Copy out the data lines verbatim, starting at the line that contains "Expected: one point per instance of the nose, each" and ending at the line that contains "point(151, 286)", both included.

Records for the task
|---|
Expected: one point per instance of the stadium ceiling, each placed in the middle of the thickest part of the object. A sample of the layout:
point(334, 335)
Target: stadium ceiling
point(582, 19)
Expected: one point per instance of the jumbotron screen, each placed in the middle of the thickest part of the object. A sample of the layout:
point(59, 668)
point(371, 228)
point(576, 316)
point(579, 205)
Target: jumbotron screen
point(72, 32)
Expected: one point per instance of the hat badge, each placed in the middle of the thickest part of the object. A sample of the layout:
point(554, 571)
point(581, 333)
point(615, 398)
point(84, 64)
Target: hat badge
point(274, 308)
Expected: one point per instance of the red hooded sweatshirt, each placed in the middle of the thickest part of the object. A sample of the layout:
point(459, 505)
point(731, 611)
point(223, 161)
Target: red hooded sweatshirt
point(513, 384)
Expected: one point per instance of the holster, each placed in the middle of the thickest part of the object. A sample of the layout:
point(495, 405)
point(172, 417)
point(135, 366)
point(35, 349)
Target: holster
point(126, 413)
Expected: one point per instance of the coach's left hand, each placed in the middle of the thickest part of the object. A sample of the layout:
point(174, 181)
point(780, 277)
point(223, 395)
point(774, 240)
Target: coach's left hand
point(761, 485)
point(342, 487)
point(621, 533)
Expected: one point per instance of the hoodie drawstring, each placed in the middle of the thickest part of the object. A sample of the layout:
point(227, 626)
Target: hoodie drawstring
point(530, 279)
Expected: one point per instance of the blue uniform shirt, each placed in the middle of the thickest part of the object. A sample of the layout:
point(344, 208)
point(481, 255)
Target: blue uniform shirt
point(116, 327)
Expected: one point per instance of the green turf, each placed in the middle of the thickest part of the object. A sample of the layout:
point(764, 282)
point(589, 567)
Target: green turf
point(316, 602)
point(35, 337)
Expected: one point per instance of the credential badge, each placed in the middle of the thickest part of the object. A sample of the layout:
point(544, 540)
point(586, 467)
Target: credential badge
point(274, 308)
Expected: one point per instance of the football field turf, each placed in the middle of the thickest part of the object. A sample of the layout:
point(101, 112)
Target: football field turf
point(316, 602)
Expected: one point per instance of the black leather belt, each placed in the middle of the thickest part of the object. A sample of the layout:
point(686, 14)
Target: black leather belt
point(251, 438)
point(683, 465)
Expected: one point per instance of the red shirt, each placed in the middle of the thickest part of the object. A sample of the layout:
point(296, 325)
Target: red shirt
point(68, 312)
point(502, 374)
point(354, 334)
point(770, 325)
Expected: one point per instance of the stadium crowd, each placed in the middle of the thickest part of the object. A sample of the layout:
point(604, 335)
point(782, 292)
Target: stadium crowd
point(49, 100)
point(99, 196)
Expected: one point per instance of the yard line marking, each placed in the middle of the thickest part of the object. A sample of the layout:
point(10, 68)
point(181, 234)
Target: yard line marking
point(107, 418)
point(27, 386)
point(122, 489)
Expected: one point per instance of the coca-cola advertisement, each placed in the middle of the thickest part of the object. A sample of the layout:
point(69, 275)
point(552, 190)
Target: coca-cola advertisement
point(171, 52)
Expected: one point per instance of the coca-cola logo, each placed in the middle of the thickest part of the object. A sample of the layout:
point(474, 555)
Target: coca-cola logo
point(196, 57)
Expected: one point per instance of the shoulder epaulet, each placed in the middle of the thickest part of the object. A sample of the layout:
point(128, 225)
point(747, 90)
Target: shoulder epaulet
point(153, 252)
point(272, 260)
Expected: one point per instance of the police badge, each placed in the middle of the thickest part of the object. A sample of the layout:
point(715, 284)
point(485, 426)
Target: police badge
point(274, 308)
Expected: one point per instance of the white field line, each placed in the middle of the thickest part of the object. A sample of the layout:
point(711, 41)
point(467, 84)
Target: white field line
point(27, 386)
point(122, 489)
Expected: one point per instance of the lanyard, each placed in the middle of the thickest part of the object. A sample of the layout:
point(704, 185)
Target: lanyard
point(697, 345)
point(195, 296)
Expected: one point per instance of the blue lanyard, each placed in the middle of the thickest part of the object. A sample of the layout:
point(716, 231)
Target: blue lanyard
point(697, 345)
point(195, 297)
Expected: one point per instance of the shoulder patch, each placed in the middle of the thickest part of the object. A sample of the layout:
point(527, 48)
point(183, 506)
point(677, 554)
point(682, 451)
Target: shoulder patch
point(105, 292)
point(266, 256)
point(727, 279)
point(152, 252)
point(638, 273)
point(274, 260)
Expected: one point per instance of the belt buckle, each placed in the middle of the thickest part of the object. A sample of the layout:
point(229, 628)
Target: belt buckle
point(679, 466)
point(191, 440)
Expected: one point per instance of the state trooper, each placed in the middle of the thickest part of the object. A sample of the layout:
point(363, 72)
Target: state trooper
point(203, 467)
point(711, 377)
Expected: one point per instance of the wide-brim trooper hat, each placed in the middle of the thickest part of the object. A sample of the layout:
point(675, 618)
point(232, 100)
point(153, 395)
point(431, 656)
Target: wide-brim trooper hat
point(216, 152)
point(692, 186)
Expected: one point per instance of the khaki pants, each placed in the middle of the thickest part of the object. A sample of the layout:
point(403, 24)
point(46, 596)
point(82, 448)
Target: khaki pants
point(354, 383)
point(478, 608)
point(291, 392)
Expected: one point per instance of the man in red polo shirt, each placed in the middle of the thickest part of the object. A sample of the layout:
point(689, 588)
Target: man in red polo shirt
|---|
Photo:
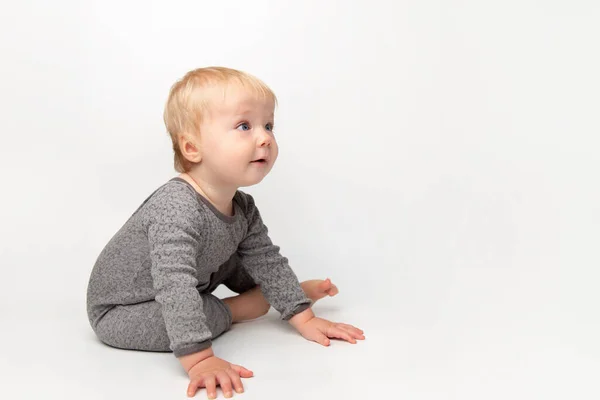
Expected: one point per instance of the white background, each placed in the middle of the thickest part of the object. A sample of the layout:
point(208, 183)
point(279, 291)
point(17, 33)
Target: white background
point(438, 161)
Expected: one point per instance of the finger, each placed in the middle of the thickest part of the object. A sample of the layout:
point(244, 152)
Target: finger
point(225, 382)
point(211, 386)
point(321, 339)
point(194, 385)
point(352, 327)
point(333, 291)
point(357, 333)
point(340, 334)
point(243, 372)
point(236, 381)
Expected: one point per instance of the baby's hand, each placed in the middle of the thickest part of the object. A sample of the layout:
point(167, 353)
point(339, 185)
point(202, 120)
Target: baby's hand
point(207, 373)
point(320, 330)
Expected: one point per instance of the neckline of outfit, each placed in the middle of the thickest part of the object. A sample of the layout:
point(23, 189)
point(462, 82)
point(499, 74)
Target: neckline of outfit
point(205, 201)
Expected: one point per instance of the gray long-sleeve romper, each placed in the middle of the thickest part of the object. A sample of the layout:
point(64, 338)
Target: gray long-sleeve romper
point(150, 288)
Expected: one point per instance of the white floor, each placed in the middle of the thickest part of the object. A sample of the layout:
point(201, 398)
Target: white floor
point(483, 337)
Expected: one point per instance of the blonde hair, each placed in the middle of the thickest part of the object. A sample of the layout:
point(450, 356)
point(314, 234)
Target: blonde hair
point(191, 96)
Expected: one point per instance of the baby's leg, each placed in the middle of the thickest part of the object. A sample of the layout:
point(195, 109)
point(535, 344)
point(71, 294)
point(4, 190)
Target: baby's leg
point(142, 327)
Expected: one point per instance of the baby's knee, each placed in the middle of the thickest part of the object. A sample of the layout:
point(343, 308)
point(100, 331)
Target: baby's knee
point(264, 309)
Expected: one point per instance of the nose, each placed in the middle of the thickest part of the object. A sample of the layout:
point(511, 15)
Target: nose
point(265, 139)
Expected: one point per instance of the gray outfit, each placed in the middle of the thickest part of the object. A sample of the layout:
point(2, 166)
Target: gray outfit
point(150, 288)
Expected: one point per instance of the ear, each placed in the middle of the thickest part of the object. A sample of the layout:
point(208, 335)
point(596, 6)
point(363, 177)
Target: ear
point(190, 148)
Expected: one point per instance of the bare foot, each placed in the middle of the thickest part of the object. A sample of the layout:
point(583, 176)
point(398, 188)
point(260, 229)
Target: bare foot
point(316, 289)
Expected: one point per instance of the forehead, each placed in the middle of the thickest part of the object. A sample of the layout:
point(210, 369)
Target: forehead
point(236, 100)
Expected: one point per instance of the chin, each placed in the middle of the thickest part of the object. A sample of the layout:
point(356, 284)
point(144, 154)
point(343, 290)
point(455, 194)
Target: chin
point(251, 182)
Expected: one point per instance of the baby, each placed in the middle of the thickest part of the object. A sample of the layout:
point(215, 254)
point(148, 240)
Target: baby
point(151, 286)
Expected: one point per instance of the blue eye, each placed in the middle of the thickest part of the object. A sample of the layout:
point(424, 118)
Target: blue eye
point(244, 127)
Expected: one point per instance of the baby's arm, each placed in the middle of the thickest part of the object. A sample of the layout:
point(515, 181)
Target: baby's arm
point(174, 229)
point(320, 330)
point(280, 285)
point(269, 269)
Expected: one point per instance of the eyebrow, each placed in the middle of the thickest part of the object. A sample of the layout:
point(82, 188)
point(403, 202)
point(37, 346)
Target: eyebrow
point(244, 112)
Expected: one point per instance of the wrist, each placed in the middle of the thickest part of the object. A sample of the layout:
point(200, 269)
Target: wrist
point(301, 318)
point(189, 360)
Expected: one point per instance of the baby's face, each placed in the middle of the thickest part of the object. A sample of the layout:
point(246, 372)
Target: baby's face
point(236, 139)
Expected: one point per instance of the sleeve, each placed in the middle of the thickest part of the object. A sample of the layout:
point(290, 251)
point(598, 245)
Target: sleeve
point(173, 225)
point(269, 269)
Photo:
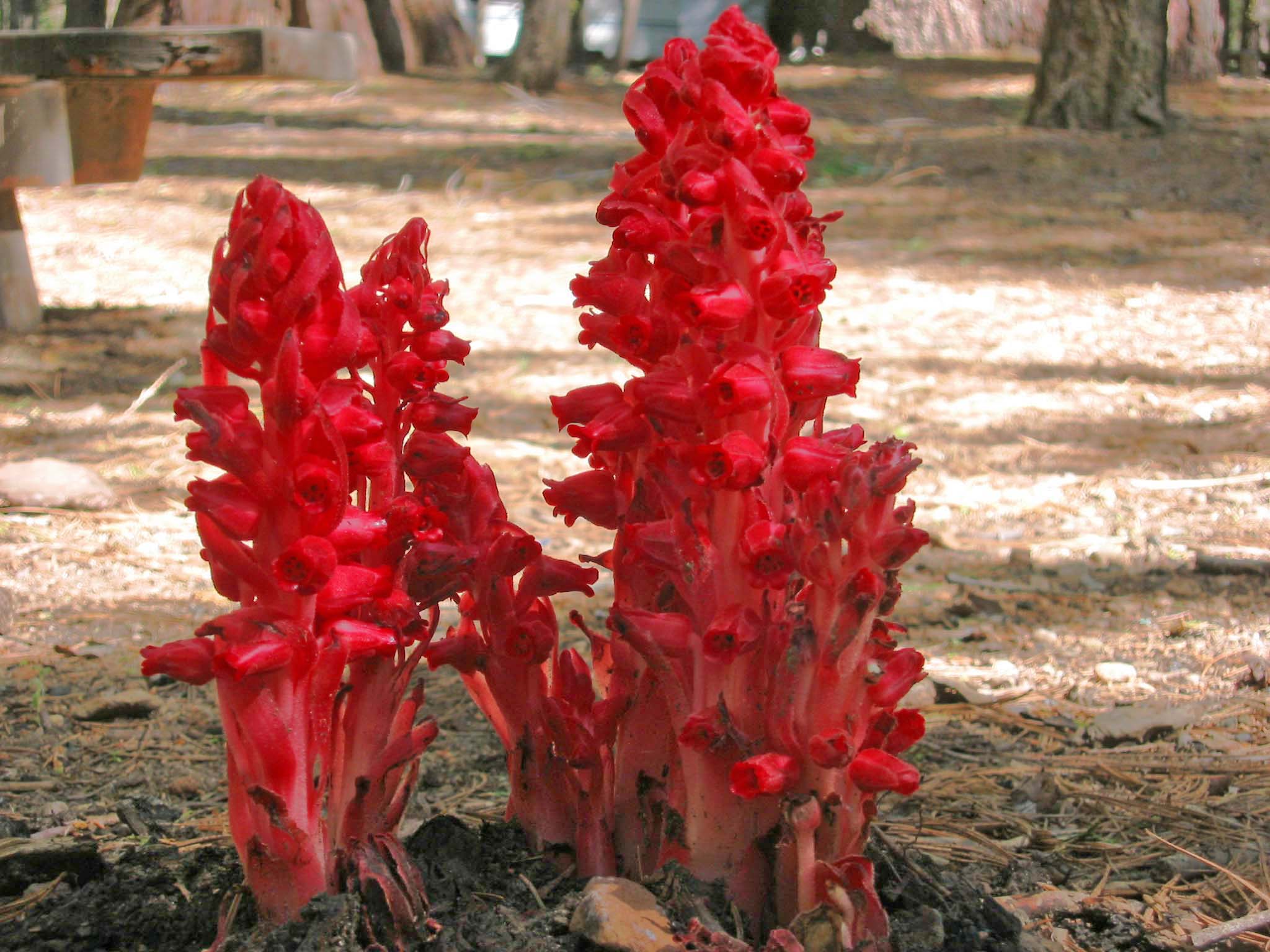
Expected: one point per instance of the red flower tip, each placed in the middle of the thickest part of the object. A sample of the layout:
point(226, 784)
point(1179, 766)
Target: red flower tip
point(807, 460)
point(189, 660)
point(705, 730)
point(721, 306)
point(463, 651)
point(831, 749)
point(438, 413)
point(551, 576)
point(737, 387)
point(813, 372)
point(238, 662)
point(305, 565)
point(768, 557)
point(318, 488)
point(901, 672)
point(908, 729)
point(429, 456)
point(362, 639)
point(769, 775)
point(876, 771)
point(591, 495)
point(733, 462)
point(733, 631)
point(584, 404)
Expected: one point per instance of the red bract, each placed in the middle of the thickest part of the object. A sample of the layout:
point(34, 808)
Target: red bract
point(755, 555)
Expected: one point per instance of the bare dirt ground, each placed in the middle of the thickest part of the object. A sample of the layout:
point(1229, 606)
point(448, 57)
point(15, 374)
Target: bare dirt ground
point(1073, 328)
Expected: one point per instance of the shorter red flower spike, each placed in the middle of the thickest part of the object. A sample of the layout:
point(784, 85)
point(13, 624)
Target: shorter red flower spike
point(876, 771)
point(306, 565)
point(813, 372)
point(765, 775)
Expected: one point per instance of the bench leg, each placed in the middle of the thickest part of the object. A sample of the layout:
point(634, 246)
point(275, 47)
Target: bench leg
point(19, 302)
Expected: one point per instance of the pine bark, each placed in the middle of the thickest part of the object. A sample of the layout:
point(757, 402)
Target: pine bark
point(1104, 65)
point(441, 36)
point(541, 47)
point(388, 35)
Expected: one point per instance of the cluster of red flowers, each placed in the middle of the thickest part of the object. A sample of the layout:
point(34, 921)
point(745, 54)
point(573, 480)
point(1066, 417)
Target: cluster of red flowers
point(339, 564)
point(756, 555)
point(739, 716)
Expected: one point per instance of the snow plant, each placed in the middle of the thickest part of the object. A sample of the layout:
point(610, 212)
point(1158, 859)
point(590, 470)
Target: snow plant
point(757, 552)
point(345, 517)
|---|
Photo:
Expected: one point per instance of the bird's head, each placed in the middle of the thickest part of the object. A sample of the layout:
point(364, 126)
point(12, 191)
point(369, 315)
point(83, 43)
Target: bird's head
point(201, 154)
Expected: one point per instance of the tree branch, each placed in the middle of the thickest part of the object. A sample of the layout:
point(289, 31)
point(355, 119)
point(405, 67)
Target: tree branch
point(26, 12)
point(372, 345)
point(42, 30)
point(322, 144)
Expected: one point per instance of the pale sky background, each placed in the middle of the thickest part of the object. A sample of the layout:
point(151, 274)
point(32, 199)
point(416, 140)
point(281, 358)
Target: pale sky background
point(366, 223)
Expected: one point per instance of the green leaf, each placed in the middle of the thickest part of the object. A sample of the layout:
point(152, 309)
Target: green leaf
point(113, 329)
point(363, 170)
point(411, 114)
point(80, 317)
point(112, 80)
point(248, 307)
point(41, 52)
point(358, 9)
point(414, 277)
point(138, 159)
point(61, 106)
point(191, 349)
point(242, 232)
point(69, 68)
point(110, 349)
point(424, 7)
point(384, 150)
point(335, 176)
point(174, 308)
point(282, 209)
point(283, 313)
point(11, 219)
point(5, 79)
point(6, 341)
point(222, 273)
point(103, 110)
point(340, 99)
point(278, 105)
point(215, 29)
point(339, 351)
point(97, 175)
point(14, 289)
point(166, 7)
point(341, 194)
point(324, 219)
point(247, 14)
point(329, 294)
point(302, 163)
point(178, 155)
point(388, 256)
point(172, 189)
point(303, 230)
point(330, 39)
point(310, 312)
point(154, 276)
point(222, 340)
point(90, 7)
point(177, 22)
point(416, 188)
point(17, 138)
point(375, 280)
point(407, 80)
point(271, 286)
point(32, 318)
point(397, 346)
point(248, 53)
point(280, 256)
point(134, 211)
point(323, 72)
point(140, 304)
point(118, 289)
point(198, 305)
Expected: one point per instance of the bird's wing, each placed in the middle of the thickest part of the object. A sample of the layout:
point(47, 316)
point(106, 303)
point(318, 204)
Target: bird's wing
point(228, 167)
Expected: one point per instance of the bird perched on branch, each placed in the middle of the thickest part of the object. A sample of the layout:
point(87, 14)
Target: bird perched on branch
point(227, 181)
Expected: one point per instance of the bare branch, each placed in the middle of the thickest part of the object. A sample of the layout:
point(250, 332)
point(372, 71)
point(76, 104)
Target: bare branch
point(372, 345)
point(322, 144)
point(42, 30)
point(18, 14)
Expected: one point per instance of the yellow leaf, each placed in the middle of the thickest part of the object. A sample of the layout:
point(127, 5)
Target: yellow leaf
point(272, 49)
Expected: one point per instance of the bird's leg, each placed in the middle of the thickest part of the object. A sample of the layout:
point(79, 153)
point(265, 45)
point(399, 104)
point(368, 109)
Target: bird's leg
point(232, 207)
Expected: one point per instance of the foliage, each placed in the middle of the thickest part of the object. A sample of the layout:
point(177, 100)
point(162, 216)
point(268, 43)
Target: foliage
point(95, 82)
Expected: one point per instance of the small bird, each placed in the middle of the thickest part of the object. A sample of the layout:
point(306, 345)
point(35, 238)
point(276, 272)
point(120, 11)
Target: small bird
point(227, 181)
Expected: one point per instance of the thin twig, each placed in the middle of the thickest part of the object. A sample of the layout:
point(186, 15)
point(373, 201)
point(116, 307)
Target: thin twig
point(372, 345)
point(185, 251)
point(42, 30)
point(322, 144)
|---|
Exercise output
Expected: one point per instance of the nose, each placed in the middle of the thickest part of the object. A sample of the layout:
point(511, 15)
Target: nose
point(265, 139)
Expected: one point per instance of the gray outfit, each placed in the middle of the thickest part of the object. A sample of the layout:
point(2, 166)
Target: gray outfit
point(150, 288)
Expected: one point per instance of the ear, each placed in the middle of the thickest part of the object. A sample of the layout:
point(208, 335)
point(596, 6)
point(363, 177)
Target: ear
point(190, 148)
Expected: one point per instance of the bare foot, each placed in the middle of the thickest part of the object. A sample of the layout:
point(583, 176)
point(398, 188)
point(260, 229)
Target: bare foot
point(316, 289)
Expected: one point per instance of the forehead, each placed in the middle of the thickest part of the object. A sample of the layout:
point(210, 369)
Target: forehead
point(236, 100)
Expected: one point per instance of the chin, each placed in the middle of the thickest part of the object. A sample of the layout:
point(356, 284)
point(144, 154)
point(343, 290)
point(455, 194)
Target: chin
point(251, 182)
Expected: one point per instance of the baby, each placed in the middle of the thickest part of the object. A sample of the layout:
point(215, 254)
point(148, 240)
Target: baby
point(151, 286)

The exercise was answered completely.